Objective - Can you convert the rows below, from the line holding "TARGET = player's neck" through the line holding "column 396, row 602", inclusive, into a two-column CSV headed text and points? Give each row one line, with its text and its answer each in a single quoted field, line breaks turned into spaces, and the pictures left out.

+ + + + +

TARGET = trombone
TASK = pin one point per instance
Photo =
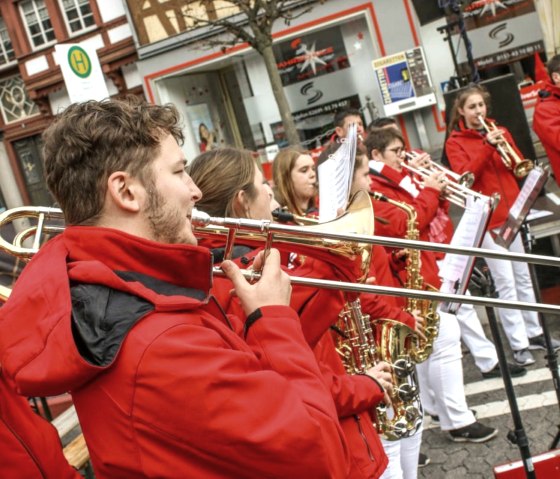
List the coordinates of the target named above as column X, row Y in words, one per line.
column 520, row 167
column 457, row 189
column 318, row 237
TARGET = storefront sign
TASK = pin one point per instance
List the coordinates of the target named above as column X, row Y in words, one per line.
column 314, row 122
column 81, row 72
column 311, row 55
column 404, row 81
column 499, row 32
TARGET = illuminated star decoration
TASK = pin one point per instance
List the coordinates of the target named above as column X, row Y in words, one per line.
column 311, row 58
column 492, row 5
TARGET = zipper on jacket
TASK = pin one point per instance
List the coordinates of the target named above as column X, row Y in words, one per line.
column 359, row 423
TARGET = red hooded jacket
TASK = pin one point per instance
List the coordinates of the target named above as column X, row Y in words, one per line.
column 467, row 150
column 546, row 123
column 396, row 220
column 164, row 384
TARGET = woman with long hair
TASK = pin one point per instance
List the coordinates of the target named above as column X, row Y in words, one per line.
column 232, row 185
column 470, row 148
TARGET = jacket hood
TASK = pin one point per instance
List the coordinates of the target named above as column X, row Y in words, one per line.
column 37, row 341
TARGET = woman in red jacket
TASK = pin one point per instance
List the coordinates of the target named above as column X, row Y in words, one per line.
column 295, row 181
column 470, row 148
column 442, row 371
column 224, row 185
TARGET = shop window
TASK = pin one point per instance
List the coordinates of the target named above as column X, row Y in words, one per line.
column 28, row 152
column 78, row 14
column 7, row 54
column 15, row 104
column 2, row 203
column 37, row 23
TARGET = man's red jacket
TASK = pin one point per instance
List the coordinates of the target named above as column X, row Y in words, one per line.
column 29, row 446
column 546, row 123
column 467, row 150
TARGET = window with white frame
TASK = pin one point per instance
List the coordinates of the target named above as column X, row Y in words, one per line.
column 7, row 54
column 78, row 15
column 15, row 104
column 37, row 22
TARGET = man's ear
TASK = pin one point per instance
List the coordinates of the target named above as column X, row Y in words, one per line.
column 240, row 204
column 339, row 131
column 125, row 191
column 375, row 154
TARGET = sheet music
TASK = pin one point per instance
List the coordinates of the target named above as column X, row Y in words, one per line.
column 528, row 187
column 335, row 177
column 469, row 233
column 455, row 269
column 534, row 182
column 536, row 214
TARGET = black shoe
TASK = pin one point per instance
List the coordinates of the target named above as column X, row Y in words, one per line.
column 475, row 432
column 538, row 342
column 435, row 419
column 423, row 460
column 515, row 371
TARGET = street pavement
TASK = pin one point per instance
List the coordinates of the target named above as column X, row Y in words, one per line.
column 540, row 414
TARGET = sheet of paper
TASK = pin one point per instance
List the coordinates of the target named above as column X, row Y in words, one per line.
column 335, row 177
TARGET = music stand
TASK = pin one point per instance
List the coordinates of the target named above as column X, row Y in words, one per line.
column 518, row 435
column 551, row 355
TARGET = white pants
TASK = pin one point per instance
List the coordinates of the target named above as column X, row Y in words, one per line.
column 403, row 457
column 482, row 349
column 441, row 378
column 513, row 283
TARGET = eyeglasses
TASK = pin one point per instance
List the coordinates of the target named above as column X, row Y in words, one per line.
column 397, row 151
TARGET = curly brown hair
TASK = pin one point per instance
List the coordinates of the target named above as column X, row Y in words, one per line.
column 89, row 141
column 220, row 174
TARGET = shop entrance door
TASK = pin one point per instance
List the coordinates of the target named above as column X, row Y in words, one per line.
column 215, row 109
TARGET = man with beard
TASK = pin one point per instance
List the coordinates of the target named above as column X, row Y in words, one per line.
column 117, row 311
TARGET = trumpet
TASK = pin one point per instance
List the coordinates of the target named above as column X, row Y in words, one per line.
column 282, row 215
column 520, row 167
column 457, row 189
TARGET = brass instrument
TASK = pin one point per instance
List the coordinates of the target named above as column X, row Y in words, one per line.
column 282, row 215
column 457, row 190
column 520, row 167
column 427, row 309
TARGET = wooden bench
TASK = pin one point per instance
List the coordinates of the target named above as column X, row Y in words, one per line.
column 75, row 451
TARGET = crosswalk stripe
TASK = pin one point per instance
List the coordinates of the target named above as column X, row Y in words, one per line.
column 486, row 385
column 498, row 408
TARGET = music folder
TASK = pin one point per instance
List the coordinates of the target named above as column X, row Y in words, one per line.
column 529, row 193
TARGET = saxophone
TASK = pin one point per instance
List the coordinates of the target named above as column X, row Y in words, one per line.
column 362, row 344
column 421, row 349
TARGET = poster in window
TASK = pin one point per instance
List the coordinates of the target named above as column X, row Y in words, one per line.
column 201, row 121
column 311, row 55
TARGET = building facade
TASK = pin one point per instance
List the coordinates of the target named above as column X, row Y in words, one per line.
column 32, row 88
column 379, row 56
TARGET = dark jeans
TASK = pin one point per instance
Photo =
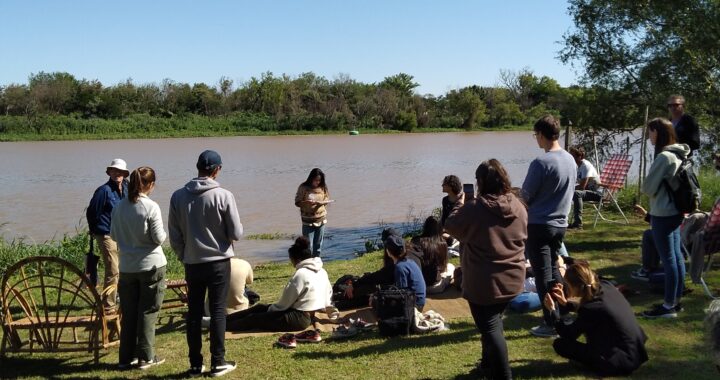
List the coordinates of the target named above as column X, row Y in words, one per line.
column 542, row 247
column 666, row 234
column 259, row 318
column 141, row 295
column 212, row 278
column 581, row 352
column 315, row 235
column 578, row 197
column 494, row 358
column 650, row 258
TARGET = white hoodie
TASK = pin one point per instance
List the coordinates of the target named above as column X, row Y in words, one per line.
column 309, row 288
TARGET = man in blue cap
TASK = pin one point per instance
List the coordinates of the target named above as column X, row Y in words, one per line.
column 203, row 223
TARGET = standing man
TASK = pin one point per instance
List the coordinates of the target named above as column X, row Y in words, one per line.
column 548, row 190
column 686, row 128
column 586, row 186
column 203, row 223
column 98, row 214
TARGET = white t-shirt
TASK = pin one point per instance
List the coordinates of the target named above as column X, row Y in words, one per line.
column 587, row 170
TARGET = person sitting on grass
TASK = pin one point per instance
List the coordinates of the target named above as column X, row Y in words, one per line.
column 357, row 293
column 615, row 343
column 436, row 270
column 407, row 272
column 308, row 290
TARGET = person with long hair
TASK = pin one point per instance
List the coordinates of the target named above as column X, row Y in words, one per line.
column 307, row 291
column 665, row 219
column 614, row 342
column 138, row 229
column 436, row 270
column 493, row 230
column 312, row 198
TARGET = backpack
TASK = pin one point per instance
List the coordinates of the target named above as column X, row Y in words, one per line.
column 686, row 197
column 395, row 310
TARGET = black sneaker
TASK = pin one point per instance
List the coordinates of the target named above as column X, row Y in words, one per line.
column 222, row 369
column 641, row 274
column 660, row 311
column 144, row 365
column 196, row 371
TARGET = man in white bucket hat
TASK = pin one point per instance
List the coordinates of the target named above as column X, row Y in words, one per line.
column 98, row 216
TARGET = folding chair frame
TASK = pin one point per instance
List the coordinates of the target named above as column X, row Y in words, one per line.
column 609, row 197
column 612, row 179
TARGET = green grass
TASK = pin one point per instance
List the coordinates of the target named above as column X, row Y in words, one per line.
column 676, row 347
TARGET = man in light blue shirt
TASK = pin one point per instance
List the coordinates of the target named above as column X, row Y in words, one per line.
column 548, row 190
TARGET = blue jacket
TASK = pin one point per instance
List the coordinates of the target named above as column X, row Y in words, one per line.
column 101, row 206
column 409, row 276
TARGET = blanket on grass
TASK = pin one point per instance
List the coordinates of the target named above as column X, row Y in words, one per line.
column 449, row 304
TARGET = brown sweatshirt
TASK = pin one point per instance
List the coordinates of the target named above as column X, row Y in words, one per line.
column 493, row 229
column 311, row 214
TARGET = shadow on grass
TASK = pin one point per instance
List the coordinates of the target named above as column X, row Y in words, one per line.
column 460, row 333
column 49, row 368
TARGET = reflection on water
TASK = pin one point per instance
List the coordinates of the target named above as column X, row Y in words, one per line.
column 375, row 179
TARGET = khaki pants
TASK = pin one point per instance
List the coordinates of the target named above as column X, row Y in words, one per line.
column 109, row 254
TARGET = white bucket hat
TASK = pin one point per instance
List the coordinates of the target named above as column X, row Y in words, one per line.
column 118, row 164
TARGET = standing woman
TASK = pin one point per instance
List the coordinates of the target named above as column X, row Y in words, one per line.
column 137, row 227
column 312, row 197
column 665, row 219
column 493, row 229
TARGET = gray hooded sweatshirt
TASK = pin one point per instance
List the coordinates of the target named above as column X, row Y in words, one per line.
column 203, row 222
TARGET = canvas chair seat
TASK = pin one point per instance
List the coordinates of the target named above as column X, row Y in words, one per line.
column 612, row 180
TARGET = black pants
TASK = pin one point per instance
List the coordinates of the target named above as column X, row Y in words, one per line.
column 212, row 278
column 542, row 248
column 259, row 318
column 494, row 358
column 618, row 364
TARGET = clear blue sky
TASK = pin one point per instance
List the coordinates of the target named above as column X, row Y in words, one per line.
column 444, row 44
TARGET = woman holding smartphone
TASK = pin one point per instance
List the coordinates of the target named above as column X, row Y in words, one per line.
column 138, row 229
column 492, row 228
column 311, row 197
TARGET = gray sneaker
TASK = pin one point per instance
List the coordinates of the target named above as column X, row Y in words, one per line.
column 145, row 365
column 544, row 331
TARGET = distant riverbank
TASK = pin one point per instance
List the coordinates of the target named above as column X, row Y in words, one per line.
column 67, row 128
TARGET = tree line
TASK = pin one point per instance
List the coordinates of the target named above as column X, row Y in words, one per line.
column 308, row 102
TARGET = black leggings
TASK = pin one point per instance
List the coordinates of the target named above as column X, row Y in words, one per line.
column 259, row 318
column 618, row 364
column 494, row 359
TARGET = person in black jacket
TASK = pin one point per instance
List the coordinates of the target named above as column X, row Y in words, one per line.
column 686, row 128
column 615, row 342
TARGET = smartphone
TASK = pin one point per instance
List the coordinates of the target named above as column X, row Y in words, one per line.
column 469, row 190
column 552, row 284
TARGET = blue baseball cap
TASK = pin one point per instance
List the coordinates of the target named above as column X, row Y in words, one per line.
column 208, row 160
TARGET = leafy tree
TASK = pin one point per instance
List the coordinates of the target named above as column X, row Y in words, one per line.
column 649, row 49
column 401, row 83
column 467, row 103
column 53, row 92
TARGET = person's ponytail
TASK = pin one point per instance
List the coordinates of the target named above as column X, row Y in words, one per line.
column 140, row 179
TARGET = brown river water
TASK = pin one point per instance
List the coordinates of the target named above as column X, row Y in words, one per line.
column 375, row 180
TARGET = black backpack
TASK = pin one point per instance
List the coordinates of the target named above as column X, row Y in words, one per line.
column 686, row 197
column 395, row 310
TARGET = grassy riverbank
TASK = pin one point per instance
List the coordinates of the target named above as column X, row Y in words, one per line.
column 65, row 128
column 677, row 347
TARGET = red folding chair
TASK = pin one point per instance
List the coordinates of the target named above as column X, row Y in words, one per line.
column 612, row 179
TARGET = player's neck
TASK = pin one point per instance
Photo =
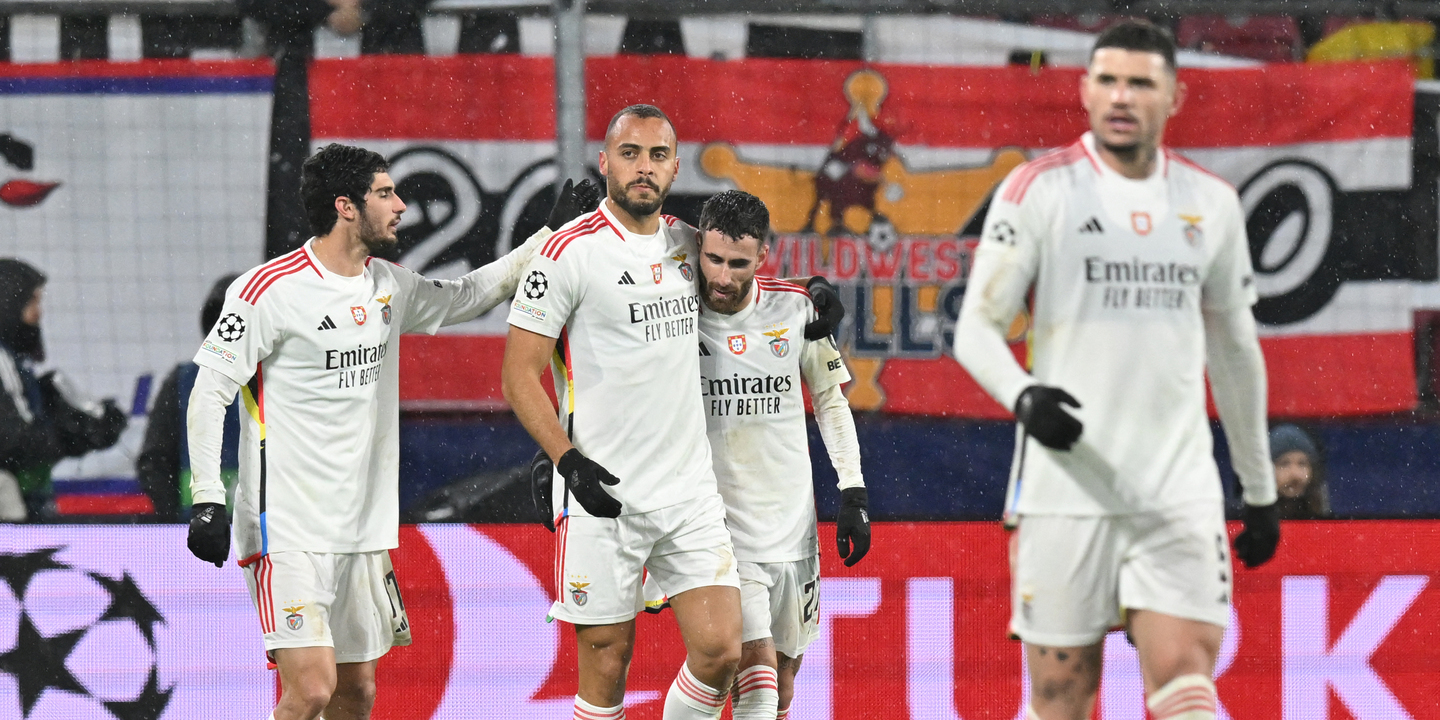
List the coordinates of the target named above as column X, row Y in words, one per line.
column 644, row 225
column 1135, row 163
column 342, row 252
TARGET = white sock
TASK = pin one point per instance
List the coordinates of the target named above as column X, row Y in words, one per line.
column 758, row 694
column 690, row 699
column 588, row 712
column 1187, row 697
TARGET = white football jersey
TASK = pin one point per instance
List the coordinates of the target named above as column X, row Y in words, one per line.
column 317, row 356
column 624, row 310
column 750, row 370
column 1121, row 272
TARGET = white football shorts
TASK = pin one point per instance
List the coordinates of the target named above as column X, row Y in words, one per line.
column 1073, row 576
column 344, row 601
column 781, row 601
column 601, row 563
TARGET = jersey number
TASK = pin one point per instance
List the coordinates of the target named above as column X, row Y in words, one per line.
column 811, row 599
column 396, row 602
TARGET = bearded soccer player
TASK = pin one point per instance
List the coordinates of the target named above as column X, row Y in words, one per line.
column 753, row 356
column 1142, row 282
column 310, row 342
column 612, row 300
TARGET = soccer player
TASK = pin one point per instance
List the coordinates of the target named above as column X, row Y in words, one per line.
column 1141, row 277
column 752, row 359
column 310, row 340
column 612, row 300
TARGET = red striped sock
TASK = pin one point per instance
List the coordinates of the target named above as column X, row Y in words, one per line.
column 1187, row 697
column 690, row 699
column 588, row 712
column 758, row 693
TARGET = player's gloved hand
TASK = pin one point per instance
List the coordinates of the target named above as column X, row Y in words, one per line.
column 209, row 533
column 827, row 304
column 853, row 524
column 585, row 477
column 1256, row 543
column 1040, row 411
column 572, row 202
column 542, row 475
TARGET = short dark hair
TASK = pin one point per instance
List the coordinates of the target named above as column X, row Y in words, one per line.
column 640, row 111
column 336, row 172
column 1139, row 36
column 736, row 213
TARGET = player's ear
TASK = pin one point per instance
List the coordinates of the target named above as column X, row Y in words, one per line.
column 344, row 208
column 1181, row 91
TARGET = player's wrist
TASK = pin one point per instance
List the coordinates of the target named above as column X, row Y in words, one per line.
column 569, row 461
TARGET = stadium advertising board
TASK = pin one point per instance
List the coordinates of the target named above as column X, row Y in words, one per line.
column 121, row 622
column 879, row 176
column 133, row 186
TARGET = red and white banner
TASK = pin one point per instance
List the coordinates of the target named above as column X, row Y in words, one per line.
column 876, row 174
column 1341, row 625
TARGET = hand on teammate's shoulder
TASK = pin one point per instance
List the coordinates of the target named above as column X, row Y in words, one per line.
column 573, row 200
column 827, row 306
column 1257, row 542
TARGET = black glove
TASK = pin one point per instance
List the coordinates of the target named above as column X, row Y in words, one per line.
column 542, row 475
column 827, row 304
column 572, row 202
column 583, row 477
column 209, row 533
column 853, row 524
column 1254, row 545
column 1038, row 411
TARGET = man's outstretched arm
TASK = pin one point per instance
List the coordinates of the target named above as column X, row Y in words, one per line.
column 520, row 380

+ + + + +

Written response -
text,points
"TARGET = player's neck TASK = pin one point per instance Photo = List the coordinates of the target named above as column X, row Y in words, one per line.","column 644, row 225 column 1135, row 163 column 342, row 252"
"TARGET = white sock TASK = pin one point per instance List the coordinates of the target named above as column X, row Y in words, one per line.","column 758, row 694 column 690, row 699 column 588, row 712 column 1187, row 697"
"TARGET = white football jersey TASK = pin one point per instance List the coordinates of the target named above as column X, row Y in words, one per line.","column 317, row 356 column 624, row 310 column 750, row 370 column 1121, row 272"
"TARGET = white football shorts TASK = pin one point per instance List the coordinates of the target named above as column X, row Y in words, one per line.","column 1073, row 576 column 344, row 601 column 781, row 601 column 601, row 563"
"TARGET = jersey number TASK = pin one point per instance List the coordinates of the target named above as column X, row Y in words, one per line.","column 811, row 599 column 396, row 602"